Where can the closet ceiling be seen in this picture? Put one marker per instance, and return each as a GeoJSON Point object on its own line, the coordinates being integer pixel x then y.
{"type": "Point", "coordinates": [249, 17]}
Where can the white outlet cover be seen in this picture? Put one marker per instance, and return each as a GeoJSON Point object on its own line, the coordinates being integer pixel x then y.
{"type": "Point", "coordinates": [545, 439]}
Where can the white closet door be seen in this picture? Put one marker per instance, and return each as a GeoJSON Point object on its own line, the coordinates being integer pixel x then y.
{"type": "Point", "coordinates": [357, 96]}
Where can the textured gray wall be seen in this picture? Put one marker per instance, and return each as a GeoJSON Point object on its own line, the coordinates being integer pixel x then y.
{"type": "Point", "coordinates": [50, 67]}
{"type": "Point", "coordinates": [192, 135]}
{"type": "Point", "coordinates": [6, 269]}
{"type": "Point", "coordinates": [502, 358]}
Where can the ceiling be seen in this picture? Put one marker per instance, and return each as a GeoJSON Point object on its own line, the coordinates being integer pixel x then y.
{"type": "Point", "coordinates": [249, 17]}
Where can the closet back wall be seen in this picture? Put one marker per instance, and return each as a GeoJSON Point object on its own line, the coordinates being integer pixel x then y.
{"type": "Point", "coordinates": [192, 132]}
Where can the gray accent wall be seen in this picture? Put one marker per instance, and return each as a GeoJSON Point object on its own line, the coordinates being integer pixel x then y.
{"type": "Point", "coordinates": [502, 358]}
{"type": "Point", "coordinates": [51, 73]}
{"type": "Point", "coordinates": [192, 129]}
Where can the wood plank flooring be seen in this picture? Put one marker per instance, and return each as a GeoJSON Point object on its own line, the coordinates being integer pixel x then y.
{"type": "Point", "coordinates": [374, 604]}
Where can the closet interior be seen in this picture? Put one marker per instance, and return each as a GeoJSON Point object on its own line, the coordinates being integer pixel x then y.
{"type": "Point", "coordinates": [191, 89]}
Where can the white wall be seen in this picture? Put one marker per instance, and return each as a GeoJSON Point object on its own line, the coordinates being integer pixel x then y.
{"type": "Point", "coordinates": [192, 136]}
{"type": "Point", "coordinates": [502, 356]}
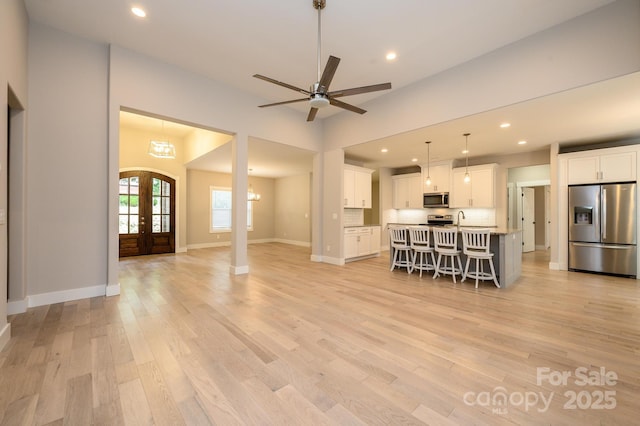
━━━━━━━━━━━━━━━━
[Task goal] What is needed is every line of the data above, set down exactly but with the images left out.

[Solution to this problem]
Where can the closet ceiling be seen in this picture? Put one marker per instance, and return each as a GeoJSON Point object on its own line, the coordinates being integer pixel x then y.
{"type": "Point", "coordinates": [249, 17]}
Where can the white outlet cover be seen in this picture? Put one marker per instance, and return each as a GeoJSON Point object on its own line, the coordinates being integer pixel x then y.
{"type": "Point", "coordinates": [545, 439]}
Where can the white closet door be seen in this picture? Put one marker per instance, and return each as a GeoJSON Point object on its own line, the coordinates being integer pixel x then y.
{"type": "Point", "coordinates": [357, 96]}
Where can the textured gray wall be seen in this picture? Put one marker per instance, and return each as a GeoJSON Point object on its own line, the coordinates being integer pixel x then y.
{"type": "Point", "coordinates": [50, 67]}
{"type": "Point", "coordinates": [192, 135]}
{"type": "Point", "coordinates": [6, 269]}
{"type": "Point", "coordinates": [502, 358]}
Where can the ceiling be seen in this picture? Put one marker per instance, and return each as a GeoJSON Point object on its own line, the coordinates being integer pixel x then y.
{"type": "Point", "coordinates": [249, 17]}
Where can the closet back wall be seen in this picture? Put one marker per instance, and return each as a GeoJSON Point object on its own line, the coordinates being integer pixel x then y.
{"type": "Point", "coordinates": [192, 132]}
Where can the gray accent wall be seen in this picture? Put one marker per instance, and return each as a GeoJSON Point object on its own line, the coordinates being integer pixel x then y.
{"type": "Point", "coordinates": [502, 358]}
{"type": "Point", "coordinates": [51, 73]}
{"type": "Point", "coordinates": [192, 129]}
Where can the wood plank flooring be seen in this picture? Put one marker per instance, and return each as a GeoJSON Point object on its own line, the coordinates being integer pixel x then y.
{"type": "Point", "coordinates": [374, 604]}
Where can the closet interior be seen in this picture? Put one marker per instance, and return each as a GeoJSON Point object on its own line, the coordinates being integer pixel x then y.
{"type": "Point", "coordinates": [191, 89]}
Where can the white wall be seen in this picture? Put one marker per instance, and return each as a GeoJSON Point object on its own line, the coordinates being integer pixel x then y.
{"type": "Point", "coordinates": [192, 136]}
{"type": "Point", "coordinates": [502, 356]}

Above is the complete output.